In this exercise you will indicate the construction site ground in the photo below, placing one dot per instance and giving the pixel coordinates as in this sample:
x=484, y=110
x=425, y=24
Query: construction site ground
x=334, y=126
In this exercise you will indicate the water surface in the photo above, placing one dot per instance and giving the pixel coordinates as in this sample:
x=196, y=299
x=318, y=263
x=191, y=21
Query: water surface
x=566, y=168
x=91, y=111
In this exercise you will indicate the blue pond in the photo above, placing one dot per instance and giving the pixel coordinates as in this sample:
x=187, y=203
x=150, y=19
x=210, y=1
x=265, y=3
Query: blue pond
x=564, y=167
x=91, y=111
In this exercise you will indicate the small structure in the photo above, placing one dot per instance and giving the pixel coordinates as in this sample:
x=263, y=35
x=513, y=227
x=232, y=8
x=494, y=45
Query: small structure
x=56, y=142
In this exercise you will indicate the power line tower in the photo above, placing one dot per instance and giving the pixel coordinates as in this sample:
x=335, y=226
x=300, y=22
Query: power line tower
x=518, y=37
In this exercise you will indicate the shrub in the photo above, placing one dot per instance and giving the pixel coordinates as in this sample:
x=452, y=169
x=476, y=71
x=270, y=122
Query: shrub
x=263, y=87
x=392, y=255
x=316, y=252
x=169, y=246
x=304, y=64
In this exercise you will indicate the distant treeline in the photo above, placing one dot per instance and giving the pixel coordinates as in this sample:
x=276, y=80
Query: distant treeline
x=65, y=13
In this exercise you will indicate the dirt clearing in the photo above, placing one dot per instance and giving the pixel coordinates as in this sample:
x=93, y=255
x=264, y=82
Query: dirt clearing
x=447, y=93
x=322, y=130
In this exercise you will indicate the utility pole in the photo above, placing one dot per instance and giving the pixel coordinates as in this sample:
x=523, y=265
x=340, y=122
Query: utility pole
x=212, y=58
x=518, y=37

***

Transcribe each line of the material without any alteration.

→ Written answer
In this exercise you will indicate the construction site ground in the photo below, placing one dot per instance and giving the pixel coordinates as in this sample:
x=484, y=110
x=425, y=24
Query: construction site ground
x=334, y=126
In this exercise you will indicate the water surface in the photo above, placing one dot per instance and giving the pixel coordinates as in this sample:
x=196, y=299
x=318, y=263
x=191, y=21
Query: water surface
x=566, y=168
x=91, y=111
In this exercise you will indicate the blue pond in the photo above, placing one dot per instance and giving the pixel coordinates as in this sample:
x=187, y=203
x=150, y=19
x=210, y=1
x=265, y=3
Query: blue pond
x=564, y=167
x=91, y=111
In this exercise you will indicate the small structure in the photo above, placing one dot per instance and giving the pixel coordinates as in this sample:
x=263, y=35
x=513, y=227
x=232, y=8
x=494, y=45
Query: small structure
x=56, y=142
In this exercise you will indicate the power line tower in the photo above, placing one dot per instance and giving the pixel coordinates as in this sample:
x=335, y=226
x=300, y=22
Query: power line tower
x=518, y=37
In this exercise you will indicate the shrub in the photo above, placing one dot per instance and giving the pixel coordinates as in this sample:
x=452, y=169
x=476, y=71
x=270, y=122
Query: shrub
x=263, y=87
x=392, y=255
x=316, y=252
x=169, y=246
x=304, y=64
In this exercise you will indicate the distant treeline in the photo above, placing one dot per instance and giving the pixel coordinates as in this sample:
x=276, y=80
Query: distant treeline
x=65, y=13
In this exercise you will indicate the dirt clearing in the photo above, placing one dot per instance and giving the pixel coordinates as in this sample:
x=93, y=255
x=264, y=82
Query: dirt clearing
x=447, y=93
x=322, y=130
In this exercise you will indicate the utility pole in the photo above, placing one dot per instance and giving the pixel coordinates as in this sample:
x=523, y=265
x=340, y=122
Query: utility pole
x=212, y=58
x=518, y=37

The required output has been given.